Goal: Copy the material below line for line, changing nothing.

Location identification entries

____________________

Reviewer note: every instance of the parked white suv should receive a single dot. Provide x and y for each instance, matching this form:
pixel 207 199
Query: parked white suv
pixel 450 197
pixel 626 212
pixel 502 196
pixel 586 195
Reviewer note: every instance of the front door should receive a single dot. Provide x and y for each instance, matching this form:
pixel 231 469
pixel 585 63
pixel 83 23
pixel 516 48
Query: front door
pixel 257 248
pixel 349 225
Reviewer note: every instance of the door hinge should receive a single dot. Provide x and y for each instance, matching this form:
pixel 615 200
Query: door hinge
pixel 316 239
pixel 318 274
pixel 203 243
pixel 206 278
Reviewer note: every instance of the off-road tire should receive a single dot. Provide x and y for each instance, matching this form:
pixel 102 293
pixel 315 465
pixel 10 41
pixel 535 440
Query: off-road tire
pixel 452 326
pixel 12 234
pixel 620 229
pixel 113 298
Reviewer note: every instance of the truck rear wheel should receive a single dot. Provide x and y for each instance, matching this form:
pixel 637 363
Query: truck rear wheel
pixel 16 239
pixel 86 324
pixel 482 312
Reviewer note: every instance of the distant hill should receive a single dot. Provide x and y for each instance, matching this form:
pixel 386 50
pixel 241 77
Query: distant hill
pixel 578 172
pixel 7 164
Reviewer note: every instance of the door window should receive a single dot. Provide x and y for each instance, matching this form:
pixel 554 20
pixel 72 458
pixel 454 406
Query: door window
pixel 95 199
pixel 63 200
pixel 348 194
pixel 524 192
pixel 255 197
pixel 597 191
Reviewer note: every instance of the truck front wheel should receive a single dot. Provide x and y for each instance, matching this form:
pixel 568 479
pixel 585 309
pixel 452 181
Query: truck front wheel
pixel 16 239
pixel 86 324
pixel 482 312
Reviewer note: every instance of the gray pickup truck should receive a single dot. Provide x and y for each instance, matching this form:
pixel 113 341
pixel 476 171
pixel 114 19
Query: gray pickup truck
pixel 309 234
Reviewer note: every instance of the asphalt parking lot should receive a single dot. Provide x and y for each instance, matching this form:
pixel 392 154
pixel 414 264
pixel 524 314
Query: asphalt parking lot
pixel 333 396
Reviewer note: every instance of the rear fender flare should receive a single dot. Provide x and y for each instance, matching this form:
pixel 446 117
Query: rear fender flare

____________________

Result of the task:
Reviewer note: every instance of the parked white suv should receive a single dot. Provide x and y for each instance, matching this form:
pixel 207 199
Query: parked white suv
pixel 450 197
pixel 626 212
pixel 502 196
pixel 586 195
Reviewer note: every instance of the front door should receive a single dot. Provide x and y for each instance, matching this form:
pixel 231 469
pixel 585 63
pixel 83 23
pixel 516 48
Query: front door
pixel 257 248
pixel 349 225
Reviewer note: every instance of the door hinge should receive a single dot. Provide x and y for each instance, matching this form:
pixel 615 200
Query: door hinge
pixel 316 239
pixel 318 274
pixel 203 243
pixel 206 278
Reviewer note: every instance of the off-road tire should receive a single dot. Provide x and y for each instance, matching this form:
pixel 102 293
pixel 315 465
pixel 10 41
pixel 535 440
Query: off-road tire
pixel 452 326
pixel 12 234
pixel 620 229
pixel 113 298
Reviewer note: every instance of the truck rear wheel should receive a single dot. Provide x and y for each instance, matching this form:
pixel 637 363
Query: truck rear wheel
pixel 16 239
pixel 86 324
pixel 482 312
Reviewer note: every instance of the distant hill should receive a single dot. Provide x and y for each instance, matching this form:
pixel 386 50
pixel 241 77
Query: distant hill
pixel 578 172
pixel 7 164
Reviewer note: every instance of the door window should receive a single dot. Provide x and y for each instance, matching this form:
pixel 554 20
pixel 72 458
pixel 454 406
Query: door window
pixel 95 199
pixel 63 200
pixel 348 194
pixel 524 192
pixel 255 197
pixel 597 191
Reviewer note: every instance of the truck front wheel should receive a single dot. Provide x and y for each instance, matching this form:
pixel 568 479
pixel 585 309
pixel 452 181
Query: truck front wheel
pixel 16 239
pixel 86 324
pixel 482 312
Reviewer note: every instance of the gray pickup truck should receive a single dot. Provide x and y for each instance, matching this form:
pixel 113 341
pixel 476 171
pixel 114 19
Query: gray pickup truck
pixel 309 234
Reviewer note: every instance of the asphalt parking lot should receive a single dot. Provide x and y for each instance, matching this form:
pixel 392 154
pixel 414 264
pixel 524 314
Query: asphalt parking lot
pixel 333 396
Reviewer note: every instance of the rear fender flare should receive a single dot. Provide x and y for each instance, matching this form:
pixel 446 117
Query: rear fender flare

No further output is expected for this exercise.